** PASSAGE SHOWN **
=-=-=-=-=

Berlin, Germany - Physicists are on the verge of more breakthrough discoveries about the Dead Sea Scrolls, a stock of 2,000-year-old religious documents found in the West Bank desert, a Berlin science institute says.
From 1947 to 1956, an estimated 900 distinct documents were recovered by Bedouins and archaeologists from 11 caves near Qumran, a ruined settlement at the north-west corner of the Dead Sea.
The documents contain several books of the Bible, making them of vital interest to Jews, Christians and Muslims. All three religions are rooted in ancient Jewish doctrines. Unproved conspiracy theories have swirled round the scrolls for 60 years.
Some of the parchment scrolls were found intact, but many of the 17,000 torn fragments have been difficult to piece together.
To date, scholars have used a jig-saw-puzzle method, trying to match adjacent pieces by the words and style of script.
This week, Berlin scientists are to brief scholars on 21st century methods of sorting the fragments, which contain Hebrew, Greek and Aramaic writing and are kept at the Israel Museum in Jerusalem.
The new methods, which include shining X-rays through the parchment and papyrus, are guaranteed not to damage them.
Re-analysis would not only help to resolve some fierce academic and religious disputes that have been based on differing readings of the texts, but also help reconstruct several more documents which had seemed lost for ever in the muddle of fragments.
The new methods were evolved by BAM, Germany's material-science laboratory in Berlin.
"We'll be able to say if any two fragments have identical material properties," explained BAM spokeswoman Ulrike Rockland. "If they do, they come from the same piece. No one could say that with certainty before."

=-=-=-=-=

** THE RECORDS **
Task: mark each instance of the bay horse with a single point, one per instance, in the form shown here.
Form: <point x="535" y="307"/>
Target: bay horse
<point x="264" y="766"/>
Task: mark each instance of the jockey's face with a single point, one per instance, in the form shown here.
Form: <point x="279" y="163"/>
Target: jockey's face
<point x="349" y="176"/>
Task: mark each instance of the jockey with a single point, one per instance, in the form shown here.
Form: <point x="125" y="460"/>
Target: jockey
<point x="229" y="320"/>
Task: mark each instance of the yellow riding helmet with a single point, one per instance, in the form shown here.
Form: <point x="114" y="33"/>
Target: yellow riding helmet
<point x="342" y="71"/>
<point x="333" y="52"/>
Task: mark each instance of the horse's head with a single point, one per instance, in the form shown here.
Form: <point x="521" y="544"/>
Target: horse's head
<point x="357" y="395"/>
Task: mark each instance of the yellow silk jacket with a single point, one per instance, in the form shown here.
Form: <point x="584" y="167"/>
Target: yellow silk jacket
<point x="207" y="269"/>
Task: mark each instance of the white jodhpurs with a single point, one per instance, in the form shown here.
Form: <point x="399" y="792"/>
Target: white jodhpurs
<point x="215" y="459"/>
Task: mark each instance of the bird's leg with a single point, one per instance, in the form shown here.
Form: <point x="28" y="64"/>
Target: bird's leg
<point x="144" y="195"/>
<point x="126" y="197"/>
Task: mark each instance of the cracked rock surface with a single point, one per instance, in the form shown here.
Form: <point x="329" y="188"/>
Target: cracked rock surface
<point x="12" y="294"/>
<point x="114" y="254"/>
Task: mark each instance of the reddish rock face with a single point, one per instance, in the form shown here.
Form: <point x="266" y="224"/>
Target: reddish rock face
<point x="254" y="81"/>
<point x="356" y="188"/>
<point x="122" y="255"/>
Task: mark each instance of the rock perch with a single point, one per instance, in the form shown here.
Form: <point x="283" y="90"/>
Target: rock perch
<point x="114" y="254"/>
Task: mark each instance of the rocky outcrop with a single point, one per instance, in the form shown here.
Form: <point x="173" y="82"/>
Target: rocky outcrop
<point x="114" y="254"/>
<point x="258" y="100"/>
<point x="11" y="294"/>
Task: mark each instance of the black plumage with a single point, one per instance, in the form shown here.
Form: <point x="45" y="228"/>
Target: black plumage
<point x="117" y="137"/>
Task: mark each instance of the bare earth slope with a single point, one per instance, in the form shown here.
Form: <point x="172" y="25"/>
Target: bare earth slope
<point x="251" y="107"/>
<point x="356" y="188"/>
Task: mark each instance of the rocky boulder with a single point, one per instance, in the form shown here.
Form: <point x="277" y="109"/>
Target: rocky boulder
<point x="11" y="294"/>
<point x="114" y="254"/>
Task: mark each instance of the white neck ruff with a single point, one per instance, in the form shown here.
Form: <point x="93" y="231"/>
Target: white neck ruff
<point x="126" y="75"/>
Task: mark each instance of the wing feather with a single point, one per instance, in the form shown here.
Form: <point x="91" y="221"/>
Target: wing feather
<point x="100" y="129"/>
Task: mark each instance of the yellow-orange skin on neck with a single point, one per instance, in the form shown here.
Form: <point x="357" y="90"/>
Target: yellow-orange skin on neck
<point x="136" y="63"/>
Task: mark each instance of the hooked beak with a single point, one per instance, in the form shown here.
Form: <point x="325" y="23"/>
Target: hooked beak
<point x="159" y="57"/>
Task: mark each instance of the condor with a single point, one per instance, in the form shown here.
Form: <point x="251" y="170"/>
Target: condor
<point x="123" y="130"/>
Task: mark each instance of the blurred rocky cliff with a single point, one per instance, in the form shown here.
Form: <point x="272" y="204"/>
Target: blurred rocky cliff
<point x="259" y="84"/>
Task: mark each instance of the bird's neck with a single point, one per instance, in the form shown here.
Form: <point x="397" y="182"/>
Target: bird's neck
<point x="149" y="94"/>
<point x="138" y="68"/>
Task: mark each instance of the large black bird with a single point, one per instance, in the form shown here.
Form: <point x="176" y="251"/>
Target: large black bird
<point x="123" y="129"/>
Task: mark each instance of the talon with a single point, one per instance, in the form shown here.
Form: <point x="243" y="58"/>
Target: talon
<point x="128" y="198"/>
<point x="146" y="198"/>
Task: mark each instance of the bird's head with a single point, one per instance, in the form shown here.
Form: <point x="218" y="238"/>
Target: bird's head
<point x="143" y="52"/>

=-=-=-=-=

** WHAT IS ASKED **
1. Reproduce the whole news article about the Dead Sea Scrolls word for word.
2. Set out the lines of the rows as a Markdown table, starting with the line that contains "Task: mark each instance of the talon" and going on through the last line of the rows, with one column named Line No. and one named Row Text, skipping any blank lines.
The news article and the rows have no connection to each other.

** RESPONSES TO THE TASKS **
1.
Berlin, Germany - Physicists are on the verge of more breakthrough discoveries about the Dead Sea Scrolls, a stock of 2,000-year-old religious documents found in the West Bank desert, a Berlin science institute says.
From 1947 to 1956, an estimated 900 distinct documents were recovered by Bedouins and archaeologists from 11 caves near Qumran, a ruined settlement at the north-west corner of the Dead Sea.
The documents contain several books of the Bible, making them of vital interest to Jews, Christians and Muslims. All three religions are rooted in ancient Jewish doctrines. Unproved conspiracy theories have swirled round the scrolls for 60 years.
Some of the parchment scrolls were found intact, but many of the 17,000 torn fragments have been difficult to piece together.
To date, scholars have used a jig-saw-puzzle method, trying to match adjacent pieces by the words and style of script.
This week, Berlin scientists are to brief scholars on 21st century methods of sorting the fragments, which contain Hebrew, Greek and Aramaic writing and are kept at the Israel Museum in Jerusalem.
The new methods, which include shining X-rays through the parchment and papyrus, are guaranteed not to damage them.
Re-analysis would not only help to resolve some fierce academic and religious disputes that have been based on differing readings of the texts, but also help reconstruct several more documents which had seemed lost for ever in the muddle of fragments.
The new methods were evolved by BAM, Germany's material-science laboratory in Berlin.
"We'll be able to say if any two fragments have identical material properties," explained BAM spokeswoman Ulrike Rockland. "If they do, they come from the same piece. No one could say that with certainty before."

2.
| Line No. | Row Text |
|---|---|
| 1 | Task: mark each instance of the talon with a single point, one per instance, in the form shown here. |
| 2 | Form: <point x="243" y="58"/> |
| 3 | Target: talon |
| 4 | <point x="128" y="198"/> |
| 5 | <point x="146" y="198"/> |
| 6 | Task: mark each instance of the bird's head with a single point, one per instance, in the form shown here. |
| 7 | Form: <point x="218" y="238"/> |
| 8 | Target: bird's head |
| 9 | <point x="143" y="52"/> |